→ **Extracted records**
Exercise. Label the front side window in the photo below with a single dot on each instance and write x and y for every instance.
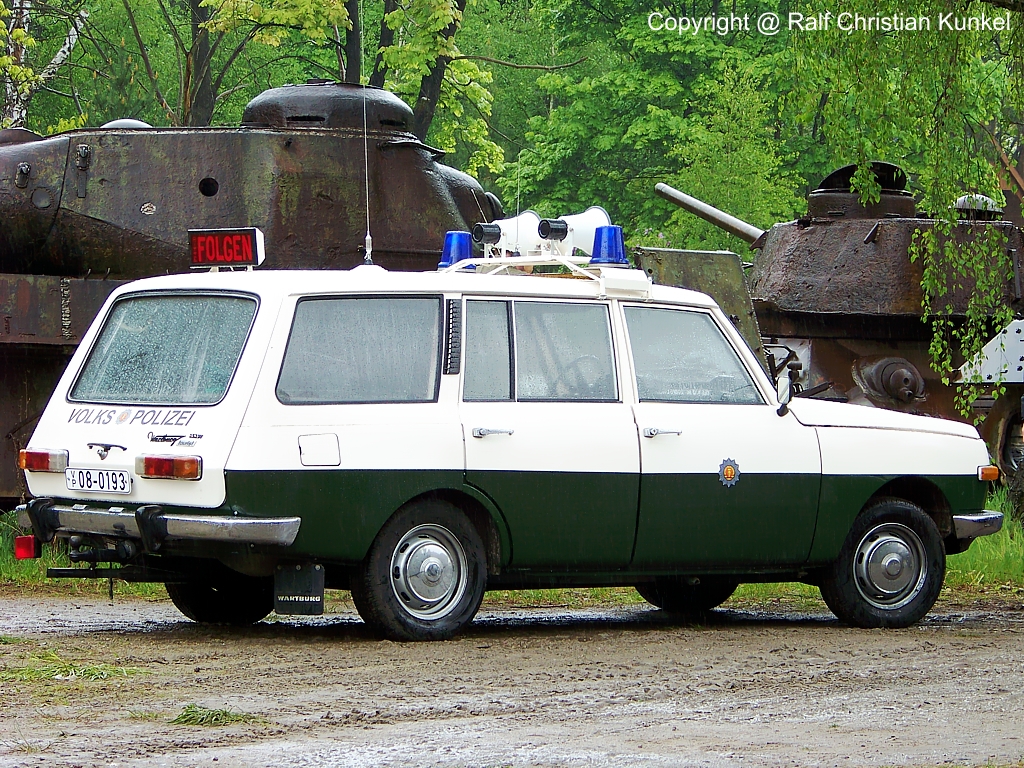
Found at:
(563, 352)
(559, 351)
(375, 349)
(167, 350)
(682, 356)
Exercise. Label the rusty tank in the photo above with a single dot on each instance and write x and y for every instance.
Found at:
(83, 211)
(839, 301)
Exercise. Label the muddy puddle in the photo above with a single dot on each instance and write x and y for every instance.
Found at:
(525, 687)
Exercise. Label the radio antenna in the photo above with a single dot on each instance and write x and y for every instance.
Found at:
(368, 256)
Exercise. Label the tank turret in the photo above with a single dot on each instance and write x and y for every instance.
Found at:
(837, 292)
(84, 210)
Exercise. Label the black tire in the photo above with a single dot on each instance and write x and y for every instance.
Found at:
(425, 574)
(1013, 449)
(238, 600)
(890, 569)
(677, 596)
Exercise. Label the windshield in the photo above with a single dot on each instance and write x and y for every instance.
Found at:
(168, 349)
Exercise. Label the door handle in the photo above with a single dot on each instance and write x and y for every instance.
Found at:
(481, 432)
(654, 431)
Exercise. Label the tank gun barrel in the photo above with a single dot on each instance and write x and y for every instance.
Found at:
(709, 213)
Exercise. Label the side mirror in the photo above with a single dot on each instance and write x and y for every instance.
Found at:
(783, 388)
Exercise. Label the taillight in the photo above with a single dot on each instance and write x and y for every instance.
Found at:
(36, 460)
(28, 548)
(989, 473)
(170, 467)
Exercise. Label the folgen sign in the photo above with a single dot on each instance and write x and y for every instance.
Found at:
(226, 247)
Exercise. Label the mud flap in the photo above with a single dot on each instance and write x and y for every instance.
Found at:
(298, 589)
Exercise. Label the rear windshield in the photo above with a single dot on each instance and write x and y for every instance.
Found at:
(363, 350)
(167, 350)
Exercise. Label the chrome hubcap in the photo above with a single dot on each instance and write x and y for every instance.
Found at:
(890, 566)
(428, 571)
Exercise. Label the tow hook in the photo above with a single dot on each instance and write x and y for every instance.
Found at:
(152, 526)
(82, 550)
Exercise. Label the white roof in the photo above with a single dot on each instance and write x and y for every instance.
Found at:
(270, 283)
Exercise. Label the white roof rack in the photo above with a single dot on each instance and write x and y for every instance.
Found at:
(613, 280)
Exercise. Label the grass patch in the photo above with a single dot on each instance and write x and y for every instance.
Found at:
(992, 560)
(51, 666)
(196, 715)
(145, 716)
(562, 598)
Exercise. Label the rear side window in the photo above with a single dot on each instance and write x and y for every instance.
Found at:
(682, 356)
(344, 350)
(488, 351)
(167, 350)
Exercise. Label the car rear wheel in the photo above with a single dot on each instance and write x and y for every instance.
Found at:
(677, 596)
(425, 574)
(239, 600)
(890, 569)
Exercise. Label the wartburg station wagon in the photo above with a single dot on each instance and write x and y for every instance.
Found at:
(251, 438)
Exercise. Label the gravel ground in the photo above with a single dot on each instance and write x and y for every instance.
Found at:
(523, 687)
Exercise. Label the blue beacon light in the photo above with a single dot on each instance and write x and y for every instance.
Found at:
(609, 247)
(458, 246)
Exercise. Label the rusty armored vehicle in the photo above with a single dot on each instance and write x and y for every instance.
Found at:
(839, 302)
(81, 212)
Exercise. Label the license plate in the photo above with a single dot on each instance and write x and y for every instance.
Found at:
(98, 480)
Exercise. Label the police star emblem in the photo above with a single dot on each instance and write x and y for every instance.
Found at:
(728, 473)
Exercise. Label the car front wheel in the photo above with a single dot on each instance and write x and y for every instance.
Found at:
(425, 574)
(890, 569)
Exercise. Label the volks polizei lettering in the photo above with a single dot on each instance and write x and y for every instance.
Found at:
(155, 417)
(160, 417)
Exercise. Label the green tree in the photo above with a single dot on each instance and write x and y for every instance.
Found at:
(29, 61)
(697, 112)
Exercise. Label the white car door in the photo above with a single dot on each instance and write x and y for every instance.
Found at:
(547, 434)
(725, 480)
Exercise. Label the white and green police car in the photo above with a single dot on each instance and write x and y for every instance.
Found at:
(249, 438)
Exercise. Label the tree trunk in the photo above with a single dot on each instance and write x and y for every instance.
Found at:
(430, 86)
(353, 43)
(386, 41)
(202, 98)
(15, 101)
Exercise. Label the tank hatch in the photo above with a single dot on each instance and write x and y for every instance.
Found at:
(835, 199)
(328, 105)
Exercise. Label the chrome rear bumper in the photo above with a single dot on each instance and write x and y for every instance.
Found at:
(980, 523)
(121, 523)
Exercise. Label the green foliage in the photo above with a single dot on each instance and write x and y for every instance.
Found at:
(196, 715)
(269, 23)
(465, 102)
(695, 112)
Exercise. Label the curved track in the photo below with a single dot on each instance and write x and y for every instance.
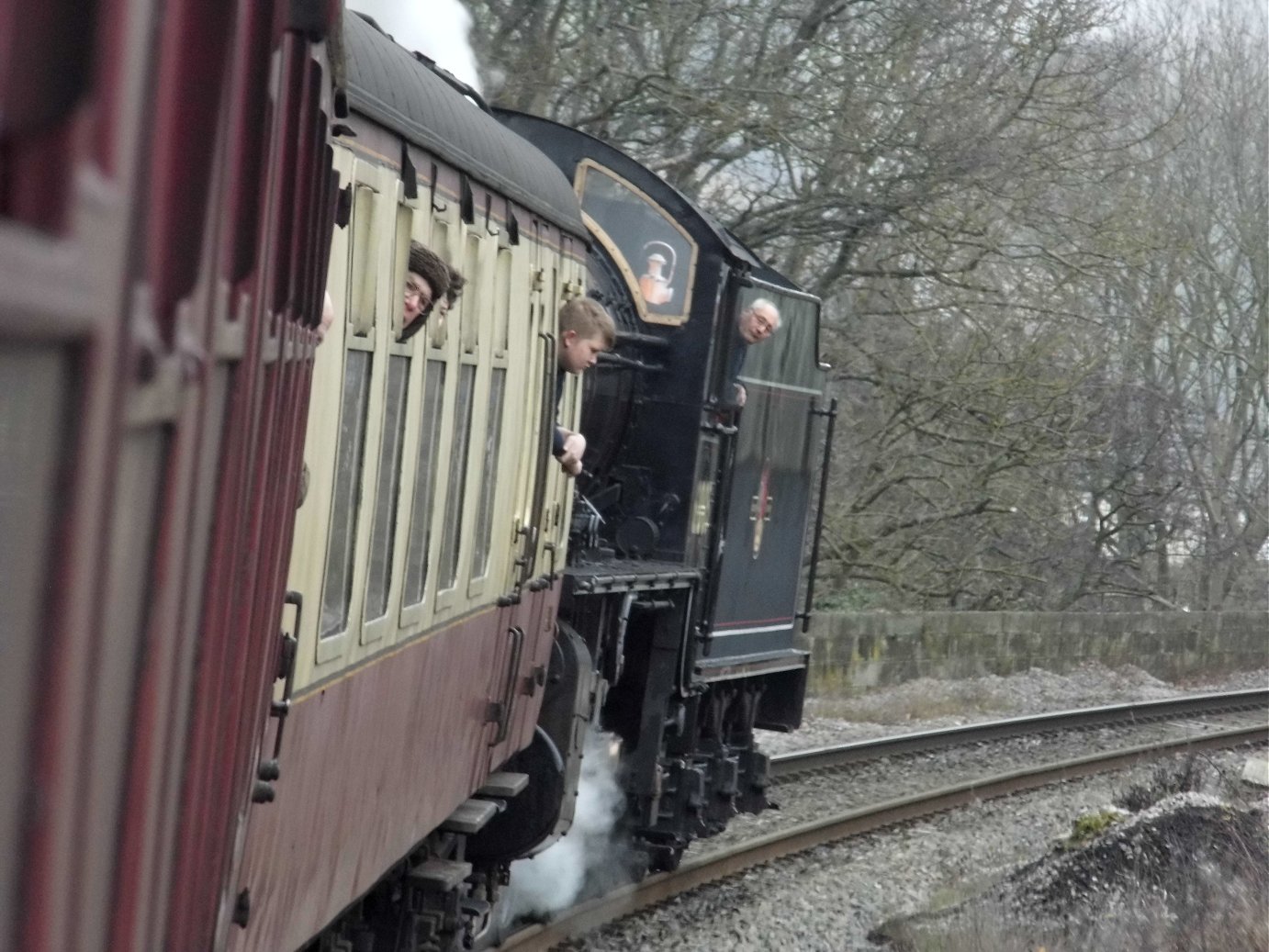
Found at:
(716, 866)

→ **Goal of the exercise**
Every record gets retyped exactly; no picture goes into the copy.

→ **Written solution**
Exercise. Label the front side window in the photo below with a single dot on each instance and write x and y for every instance.
Found at:
(563, 352)
(559, 351)
(375, 349)
(167, 350)
(682, 356)
Exercise. Label the rusty tank in the photo above with a single dot on each instance and write x and y for every instance.
Found at:
(83, 211)
(839, 301)
Exercise. Label the muddy puddle in the photo above with a single dot on each instance and write x and y for every instance.
Found at:
(525, 687)
Exercise. Label the radio antenna in the photo above with a single dot on each instance and write x and y for every instance.
Found at:
(368, 256)
Exercise. Label the tank turret in the photo above with a single dot on each instance and write x and y for every instance.
Found at:
(837, 292)
(84, 210)
Exercise. Label the black tire in the photo above with a single dot on each instance and write x and y for every instance.
Found at:
(425, 574)
(1013, 449)
(238, 600)
(890, 569)
(677, 596)
Exercise. Label the windshield in the photo above with a single dot on each instance and write x and y for every instance.
Found at:
(168, 349)
Exercise. Label the door handle in the photo above with a single dot on each instance and write x and y for every instance.
Found at:
(481, 432)
(654, 431)
Exercise. Label the tank gun barrel in the photo above with a single dot on each instance and write x and y for every instance.
Found at:
(709, 213)
Exercise. Label the side mirror in the photo above with a single dot on each instance and write x and y for every instance.
Found at:
(783, 388)
Exercise. Label the taillight in the photo above with a single dot on each instance and write x and y for every instance.
Found at:
(36, 460)
(28, 548)
(989, 473)
(170, 467)
Exercise. Label the folgen sign in the photo above with a single dot on each instance and write x and y for every instance.
Found at:
(226, 247)
Exercise. Label the mud flap in the photo above with a single dot on each instance and write x and y for every instance.
Found at:
(298, 589)
Exercise. Label the rear windshield in the photo above with a single dot on each instance and write x and y for every instance.
Found at:
(363, 350)
(167, 350)
Exercise. Label the chrome hubcap in the photo above with a single dot on each instance and write x and y for every instance.
Found at:
(890, 566)
(428, 571)
Exercise. Label the tow hook in the photo above with a single dot on each instance and write x and y for every instance.
Found at:
(152, 526)
(82, 550)
Exercise. Label the white roof in the photo above with a single dot on each instance and write x and y for every instance.
Found at:
(270, 283)
Exercise. Label the white roof rack in the photo above with a single dot on each instance and write x and y for every instance.
Found at:
(613, 280)
Exercise. Label the grass patch in the photo above with a single dot on each instance and write x and y for every instance.
Found at:
(992, 560)
(51, 666)
(196, 715)
(145, 716)
(562, 598)
Exercise. Label the rear side window in the photo above with a single dot on each instance and write x and y for every instance.
Found at:
(682, 356)
(344, 350)
(488, 351)
(167, 350)
Exercise. Label the car rear wheel in the photo above with a single dot on each instance and write x and y for every instance.
Found at:
(677, 596)
(425, 574)
(239, 600)
(890, 569)
Exercise. Label the wartburg station wagon in the photo above with a single dot on each instance and write x and y for every instance.
Found at:
(251, 438)
Exercise. Label the gravel ground in the photo above with a single dot on each instance and write x and y for every instance.
Found at:
(523, 687)
Exercise. Label the blue beacon light in the photo above with a single dot on each instance and write x and y for every instance.
Found at:
(609, 247)
(458, 246)
Exercise. Label the rusty armored vehicle in the photo above with a single dot on each instance and write x and y for every instance.
Found at:
(839, 302)
(81, 212)
Exercise. Label the license plate in the photo above with a single dot on each instance and write x and y for every instance.
Found at:
(98, 480)
Exercise. Label the police star emblem in the photo above with a single dot on each instance and write x and y for every instance.
Found at:
(728, 473)
Exercise. Label the car front wheel in the photo above with a single dot on each instance and write x and y for every instance.
Found at:
(425, 574)
(890, 569)
Exercise. Label the volks polizei lettering in the photo above with a single dot on each instance and write x and y for every instance.
Found at:
(155, 417)
(160, 417)
Exercise. Label the green tree in the photo above with a single dot on each instance and write x and y for every instance.
Found at:
(29, 61)
(697, 112)
Exercise. Label the white car door in the photo above with a single dot on each instance and write x and y for every instance.
Found at:
(547, 434)
(725, 480)
Exercise. Label the white and green police car in the photo above with a single dot on each instance and write x and y for every instance.
Found at:
(249, 438)
Exercise. Label the tree trunk in the photo above with a single dot on each instance and write x and y for every instance.
Found at:
(430, 86)
(353, 43)
(386, 41)
(202, 98)
(15, 101)
Exercise. Label the tank hatch in the photo above with a single dot on each instance and write x and y for every instance.
Found at:
(835, 199)
(328, 105)
Exercise. Label the chrome rear bumper in the photo above with a single dot on each instance and write x and y for every instance.
Found at:
(980, 523)
(121, 523)
Exercise. Label the green foliage in the photo above with a single dot on each instance and write x and y for every instance.
Found at:
(196, 715)
(269, 23)
(465, 102)
(695, 112)
Exercise. Label the curved track in the photo below with a single dot on each instance and write x and y for every instance.
Found at:
(716, 866)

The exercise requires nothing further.